* **Records for the exercise**:
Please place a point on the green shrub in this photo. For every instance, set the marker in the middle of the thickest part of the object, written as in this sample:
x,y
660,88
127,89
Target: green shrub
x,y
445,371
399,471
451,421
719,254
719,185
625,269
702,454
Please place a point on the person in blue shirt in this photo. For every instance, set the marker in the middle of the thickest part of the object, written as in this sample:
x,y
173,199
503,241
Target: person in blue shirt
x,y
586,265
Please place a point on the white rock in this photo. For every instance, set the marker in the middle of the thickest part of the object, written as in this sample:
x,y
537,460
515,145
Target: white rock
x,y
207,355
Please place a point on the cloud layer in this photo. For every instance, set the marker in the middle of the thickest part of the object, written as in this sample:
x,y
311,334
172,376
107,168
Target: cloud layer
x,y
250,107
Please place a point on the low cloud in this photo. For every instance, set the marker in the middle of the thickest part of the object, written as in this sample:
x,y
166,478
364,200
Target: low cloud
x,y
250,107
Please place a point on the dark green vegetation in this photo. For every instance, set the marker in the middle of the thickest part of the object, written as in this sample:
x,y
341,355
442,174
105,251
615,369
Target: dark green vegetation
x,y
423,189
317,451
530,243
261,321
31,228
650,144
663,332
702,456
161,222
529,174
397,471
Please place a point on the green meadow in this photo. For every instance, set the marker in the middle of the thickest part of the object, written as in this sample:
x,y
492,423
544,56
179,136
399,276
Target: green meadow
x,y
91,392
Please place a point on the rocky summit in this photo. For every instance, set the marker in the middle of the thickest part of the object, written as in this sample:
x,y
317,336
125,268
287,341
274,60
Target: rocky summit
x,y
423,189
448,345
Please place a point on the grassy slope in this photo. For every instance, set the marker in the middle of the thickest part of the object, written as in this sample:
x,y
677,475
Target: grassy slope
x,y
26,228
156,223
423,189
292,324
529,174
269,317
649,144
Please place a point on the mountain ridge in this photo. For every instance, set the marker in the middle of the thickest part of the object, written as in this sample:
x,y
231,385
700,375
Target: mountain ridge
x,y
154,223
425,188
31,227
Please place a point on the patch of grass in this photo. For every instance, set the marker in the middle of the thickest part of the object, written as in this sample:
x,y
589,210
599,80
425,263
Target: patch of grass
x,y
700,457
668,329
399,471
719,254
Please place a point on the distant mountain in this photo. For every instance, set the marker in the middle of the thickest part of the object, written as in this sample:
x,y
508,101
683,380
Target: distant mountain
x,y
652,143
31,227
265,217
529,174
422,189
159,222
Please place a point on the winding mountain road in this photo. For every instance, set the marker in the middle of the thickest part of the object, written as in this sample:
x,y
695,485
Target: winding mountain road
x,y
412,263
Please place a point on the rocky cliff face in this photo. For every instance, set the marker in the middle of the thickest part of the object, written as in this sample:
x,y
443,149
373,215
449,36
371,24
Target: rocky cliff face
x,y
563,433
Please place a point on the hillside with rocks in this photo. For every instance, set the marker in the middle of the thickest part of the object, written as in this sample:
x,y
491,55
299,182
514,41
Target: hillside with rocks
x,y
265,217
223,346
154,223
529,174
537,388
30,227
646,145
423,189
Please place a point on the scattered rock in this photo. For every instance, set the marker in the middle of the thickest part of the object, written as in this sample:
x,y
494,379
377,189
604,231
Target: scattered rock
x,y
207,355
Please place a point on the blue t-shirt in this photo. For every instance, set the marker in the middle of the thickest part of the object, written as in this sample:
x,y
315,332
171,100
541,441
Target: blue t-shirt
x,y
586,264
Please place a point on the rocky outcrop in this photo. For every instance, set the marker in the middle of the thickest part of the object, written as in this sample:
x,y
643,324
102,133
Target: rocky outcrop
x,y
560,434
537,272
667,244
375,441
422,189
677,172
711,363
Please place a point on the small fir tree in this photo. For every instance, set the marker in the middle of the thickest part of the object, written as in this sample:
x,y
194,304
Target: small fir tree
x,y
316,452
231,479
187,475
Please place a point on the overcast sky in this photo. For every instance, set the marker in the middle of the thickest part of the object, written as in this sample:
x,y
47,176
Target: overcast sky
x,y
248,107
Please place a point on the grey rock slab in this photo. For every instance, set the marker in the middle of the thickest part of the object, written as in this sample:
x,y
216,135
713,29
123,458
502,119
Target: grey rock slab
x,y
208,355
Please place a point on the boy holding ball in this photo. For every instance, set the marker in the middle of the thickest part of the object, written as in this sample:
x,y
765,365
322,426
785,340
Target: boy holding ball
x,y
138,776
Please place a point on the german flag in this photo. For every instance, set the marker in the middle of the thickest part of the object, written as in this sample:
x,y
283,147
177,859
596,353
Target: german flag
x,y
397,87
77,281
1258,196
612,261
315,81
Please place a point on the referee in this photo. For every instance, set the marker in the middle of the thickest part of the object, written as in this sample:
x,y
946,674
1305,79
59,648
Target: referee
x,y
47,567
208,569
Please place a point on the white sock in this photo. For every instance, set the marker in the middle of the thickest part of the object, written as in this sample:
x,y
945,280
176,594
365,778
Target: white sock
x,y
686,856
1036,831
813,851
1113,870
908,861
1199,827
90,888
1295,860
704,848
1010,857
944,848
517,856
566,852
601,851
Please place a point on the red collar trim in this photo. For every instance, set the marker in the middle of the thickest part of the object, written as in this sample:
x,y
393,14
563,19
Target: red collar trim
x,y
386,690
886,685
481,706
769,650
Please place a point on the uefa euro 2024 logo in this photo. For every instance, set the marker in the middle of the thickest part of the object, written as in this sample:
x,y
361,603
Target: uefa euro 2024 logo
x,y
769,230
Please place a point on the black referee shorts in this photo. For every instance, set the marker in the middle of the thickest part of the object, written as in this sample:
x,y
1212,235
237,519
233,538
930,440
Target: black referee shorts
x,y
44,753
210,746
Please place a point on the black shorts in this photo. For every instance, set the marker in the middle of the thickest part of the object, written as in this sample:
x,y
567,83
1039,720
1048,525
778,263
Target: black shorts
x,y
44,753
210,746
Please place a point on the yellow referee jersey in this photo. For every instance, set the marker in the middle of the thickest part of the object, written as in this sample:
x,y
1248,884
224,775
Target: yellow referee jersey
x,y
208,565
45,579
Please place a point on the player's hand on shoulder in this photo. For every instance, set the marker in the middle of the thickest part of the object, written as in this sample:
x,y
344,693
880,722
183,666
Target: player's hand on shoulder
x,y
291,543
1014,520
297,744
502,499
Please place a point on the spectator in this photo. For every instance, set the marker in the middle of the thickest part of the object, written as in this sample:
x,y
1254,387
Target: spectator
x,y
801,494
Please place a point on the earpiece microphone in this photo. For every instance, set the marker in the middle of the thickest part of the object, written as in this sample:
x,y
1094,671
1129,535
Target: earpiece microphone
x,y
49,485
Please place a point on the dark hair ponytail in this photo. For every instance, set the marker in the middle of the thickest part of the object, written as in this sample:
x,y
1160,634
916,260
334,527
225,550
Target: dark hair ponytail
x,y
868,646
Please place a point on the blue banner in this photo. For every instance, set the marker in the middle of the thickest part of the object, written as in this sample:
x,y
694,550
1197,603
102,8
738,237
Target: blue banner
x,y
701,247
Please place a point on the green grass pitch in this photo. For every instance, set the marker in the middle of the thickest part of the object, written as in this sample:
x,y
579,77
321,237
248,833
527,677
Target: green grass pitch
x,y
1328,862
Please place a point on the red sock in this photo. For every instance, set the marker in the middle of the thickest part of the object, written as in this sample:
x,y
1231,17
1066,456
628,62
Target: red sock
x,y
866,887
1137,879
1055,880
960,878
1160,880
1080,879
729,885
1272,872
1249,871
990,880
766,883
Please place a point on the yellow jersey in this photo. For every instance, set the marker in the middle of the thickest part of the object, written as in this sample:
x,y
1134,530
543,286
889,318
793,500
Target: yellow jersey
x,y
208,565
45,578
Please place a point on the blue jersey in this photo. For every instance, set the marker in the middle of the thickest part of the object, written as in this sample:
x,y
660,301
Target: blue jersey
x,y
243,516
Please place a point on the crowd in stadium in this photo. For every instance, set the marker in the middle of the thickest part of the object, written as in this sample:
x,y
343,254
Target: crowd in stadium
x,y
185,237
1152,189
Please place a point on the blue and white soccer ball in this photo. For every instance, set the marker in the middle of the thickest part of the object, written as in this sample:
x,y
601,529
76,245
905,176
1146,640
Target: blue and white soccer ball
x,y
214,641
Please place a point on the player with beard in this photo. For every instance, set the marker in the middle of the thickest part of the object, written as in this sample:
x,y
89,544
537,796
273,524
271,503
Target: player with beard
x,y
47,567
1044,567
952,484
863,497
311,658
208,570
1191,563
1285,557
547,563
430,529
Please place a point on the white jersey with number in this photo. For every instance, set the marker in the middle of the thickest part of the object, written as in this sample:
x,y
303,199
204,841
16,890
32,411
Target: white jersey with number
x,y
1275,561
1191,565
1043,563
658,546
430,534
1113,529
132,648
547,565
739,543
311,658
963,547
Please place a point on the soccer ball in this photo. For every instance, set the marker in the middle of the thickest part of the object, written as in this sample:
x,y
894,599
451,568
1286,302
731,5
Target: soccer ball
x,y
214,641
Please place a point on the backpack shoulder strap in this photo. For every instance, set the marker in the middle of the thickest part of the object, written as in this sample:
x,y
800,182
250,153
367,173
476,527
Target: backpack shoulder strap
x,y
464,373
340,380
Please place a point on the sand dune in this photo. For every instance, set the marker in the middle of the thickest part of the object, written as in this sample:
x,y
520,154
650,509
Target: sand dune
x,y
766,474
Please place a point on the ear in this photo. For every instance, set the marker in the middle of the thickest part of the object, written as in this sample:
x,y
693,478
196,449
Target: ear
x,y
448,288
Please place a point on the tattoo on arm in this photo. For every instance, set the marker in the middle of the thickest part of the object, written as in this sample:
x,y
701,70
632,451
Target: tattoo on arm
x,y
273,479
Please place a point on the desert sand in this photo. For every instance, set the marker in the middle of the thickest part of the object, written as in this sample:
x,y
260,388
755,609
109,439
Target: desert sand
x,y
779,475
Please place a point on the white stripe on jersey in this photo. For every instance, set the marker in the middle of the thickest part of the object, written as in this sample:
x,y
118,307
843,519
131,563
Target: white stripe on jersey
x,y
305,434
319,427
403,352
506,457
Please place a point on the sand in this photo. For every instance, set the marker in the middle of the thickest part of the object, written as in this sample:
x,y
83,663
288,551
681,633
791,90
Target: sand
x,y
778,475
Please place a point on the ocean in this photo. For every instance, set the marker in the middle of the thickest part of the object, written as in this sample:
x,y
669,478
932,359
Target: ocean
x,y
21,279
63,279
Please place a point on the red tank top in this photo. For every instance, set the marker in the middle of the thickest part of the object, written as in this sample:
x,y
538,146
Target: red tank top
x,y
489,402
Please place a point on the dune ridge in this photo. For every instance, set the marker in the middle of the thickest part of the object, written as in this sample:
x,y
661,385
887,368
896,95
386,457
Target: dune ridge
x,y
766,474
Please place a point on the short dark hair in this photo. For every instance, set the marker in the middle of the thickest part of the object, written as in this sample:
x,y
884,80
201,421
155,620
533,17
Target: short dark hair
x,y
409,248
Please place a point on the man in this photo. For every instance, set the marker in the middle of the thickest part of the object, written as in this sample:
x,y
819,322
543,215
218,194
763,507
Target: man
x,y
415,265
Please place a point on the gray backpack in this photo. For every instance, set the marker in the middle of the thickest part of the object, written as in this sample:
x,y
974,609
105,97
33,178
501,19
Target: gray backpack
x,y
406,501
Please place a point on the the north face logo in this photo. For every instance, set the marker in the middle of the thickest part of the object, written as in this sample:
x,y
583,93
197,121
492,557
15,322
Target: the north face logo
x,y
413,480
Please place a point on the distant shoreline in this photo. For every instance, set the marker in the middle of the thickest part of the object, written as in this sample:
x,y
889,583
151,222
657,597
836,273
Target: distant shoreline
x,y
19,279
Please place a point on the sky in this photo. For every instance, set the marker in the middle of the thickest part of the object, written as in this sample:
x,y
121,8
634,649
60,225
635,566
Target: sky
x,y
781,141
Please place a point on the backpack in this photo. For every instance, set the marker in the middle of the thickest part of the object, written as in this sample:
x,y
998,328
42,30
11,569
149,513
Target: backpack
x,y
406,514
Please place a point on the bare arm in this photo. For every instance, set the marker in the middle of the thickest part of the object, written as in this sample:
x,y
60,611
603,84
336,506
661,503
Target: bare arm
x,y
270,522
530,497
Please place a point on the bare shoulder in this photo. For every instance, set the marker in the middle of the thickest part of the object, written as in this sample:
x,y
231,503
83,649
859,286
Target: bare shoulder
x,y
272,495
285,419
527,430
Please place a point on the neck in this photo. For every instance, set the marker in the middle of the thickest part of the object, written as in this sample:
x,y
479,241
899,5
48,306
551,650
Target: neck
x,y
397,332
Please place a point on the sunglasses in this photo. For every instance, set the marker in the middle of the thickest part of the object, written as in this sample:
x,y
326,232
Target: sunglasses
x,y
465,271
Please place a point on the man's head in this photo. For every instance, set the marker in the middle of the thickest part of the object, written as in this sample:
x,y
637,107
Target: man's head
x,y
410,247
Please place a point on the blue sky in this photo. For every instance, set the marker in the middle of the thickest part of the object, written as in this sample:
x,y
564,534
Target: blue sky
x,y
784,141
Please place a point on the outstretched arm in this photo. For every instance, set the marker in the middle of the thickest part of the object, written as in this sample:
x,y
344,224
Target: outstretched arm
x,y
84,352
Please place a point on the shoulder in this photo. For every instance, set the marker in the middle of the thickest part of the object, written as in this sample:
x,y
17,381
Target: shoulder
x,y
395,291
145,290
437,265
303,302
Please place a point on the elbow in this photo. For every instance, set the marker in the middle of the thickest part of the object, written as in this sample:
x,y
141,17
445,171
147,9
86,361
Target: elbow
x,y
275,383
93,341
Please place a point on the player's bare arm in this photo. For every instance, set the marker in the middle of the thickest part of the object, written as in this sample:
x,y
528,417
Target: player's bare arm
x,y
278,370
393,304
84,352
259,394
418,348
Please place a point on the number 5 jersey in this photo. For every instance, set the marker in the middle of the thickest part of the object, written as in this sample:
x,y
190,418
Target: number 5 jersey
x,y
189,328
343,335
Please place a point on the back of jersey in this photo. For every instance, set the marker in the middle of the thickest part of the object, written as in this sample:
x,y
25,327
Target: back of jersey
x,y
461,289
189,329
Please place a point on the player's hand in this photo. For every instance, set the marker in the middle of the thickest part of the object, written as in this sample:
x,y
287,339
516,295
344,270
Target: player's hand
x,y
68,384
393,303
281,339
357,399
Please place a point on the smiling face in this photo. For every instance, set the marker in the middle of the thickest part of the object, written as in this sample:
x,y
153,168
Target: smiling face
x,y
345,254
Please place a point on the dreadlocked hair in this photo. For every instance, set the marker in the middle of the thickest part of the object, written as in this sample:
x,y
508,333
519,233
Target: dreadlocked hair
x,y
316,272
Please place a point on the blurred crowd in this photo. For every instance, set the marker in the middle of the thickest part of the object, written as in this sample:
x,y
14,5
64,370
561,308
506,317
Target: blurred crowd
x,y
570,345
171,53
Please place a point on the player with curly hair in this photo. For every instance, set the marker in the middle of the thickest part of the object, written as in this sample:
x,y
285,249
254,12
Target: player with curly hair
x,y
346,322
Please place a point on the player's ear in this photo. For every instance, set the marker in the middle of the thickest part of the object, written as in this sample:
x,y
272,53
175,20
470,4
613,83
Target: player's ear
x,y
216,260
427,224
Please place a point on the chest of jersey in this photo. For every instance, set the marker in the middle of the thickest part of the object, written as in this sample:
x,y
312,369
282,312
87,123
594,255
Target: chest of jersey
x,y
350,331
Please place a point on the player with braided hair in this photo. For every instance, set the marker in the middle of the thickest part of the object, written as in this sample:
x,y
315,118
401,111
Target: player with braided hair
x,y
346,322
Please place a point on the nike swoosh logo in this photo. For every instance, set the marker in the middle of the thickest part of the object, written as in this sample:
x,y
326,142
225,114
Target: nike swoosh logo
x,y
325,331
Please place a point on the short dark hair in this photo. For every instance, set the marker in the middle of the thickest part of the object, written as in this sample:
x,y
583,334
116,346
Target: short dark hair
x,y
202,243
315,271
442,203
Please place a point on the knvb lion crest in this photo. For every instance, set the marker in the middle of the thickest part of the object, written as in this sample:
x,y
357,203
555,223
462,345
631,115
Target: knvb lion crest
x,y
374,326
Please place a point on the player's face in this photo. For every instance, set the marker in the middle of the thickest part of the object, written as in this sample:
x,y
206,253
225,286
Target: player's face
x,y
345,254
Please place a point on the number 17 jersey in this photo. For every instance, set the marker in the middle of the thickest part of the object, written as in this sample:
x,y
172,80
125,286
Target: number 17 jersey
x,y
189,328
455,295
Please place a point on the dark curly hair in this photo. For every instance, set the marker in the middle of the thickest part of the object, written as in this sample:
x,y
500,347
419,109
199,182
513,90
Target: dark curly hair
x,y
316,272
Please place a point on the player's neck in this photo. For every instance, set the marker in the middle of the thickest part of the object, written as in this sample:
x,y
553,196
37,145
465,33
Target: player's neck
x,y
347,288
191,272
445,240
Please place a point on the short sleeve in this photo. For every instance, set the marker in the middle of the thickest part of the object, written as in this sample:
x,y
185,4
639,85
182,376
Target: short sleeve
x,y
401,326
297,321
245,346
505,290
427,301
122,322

* **Your objective**: With both ends included, please retype exactly the lines from the line containing "Please place a point on the player's face" to the final line of the data.

* **Final result**:
Please place a point on the player's face in this photo. For every instance, set the marker in the middle of the thickest part of the object, written as in this sample:
x,y
206,253
225,286
Target: player's face
x,y
345,254
Please place a point on the number 17 jersey in this photo. For every instance, set the marker in the middle of the thickest part of the object, written as in this sample:
x,y
172,80
125,286
Target: number 17 jersey
x,y
189,328
455,295
Please place a point on the dark curly hair in this photo. For every instance, set the marker in the middle of the thickest part of the object, written as in this sample:
x,y
500,347
419,109
199,182
513,90
Target: dark curly hair
x,y
316,272
Please place a point on the player's neck in this photo. For every instance, set the marker in the middle of the thickest part of the object, written as in this sample:
x,y
553,196
37,145
465,33
Target: player's neck
x,y
347,288
191,272
445,240
Please place a point on the short sleeve in this photo. For every instance, set the marker in the middle of the thickest part of the object, written as in this sample:
x,y
185,4
639,85
182,376
Target: short sleeve
x,y
401,326
297,321
245,346
505,290
427,301
122,322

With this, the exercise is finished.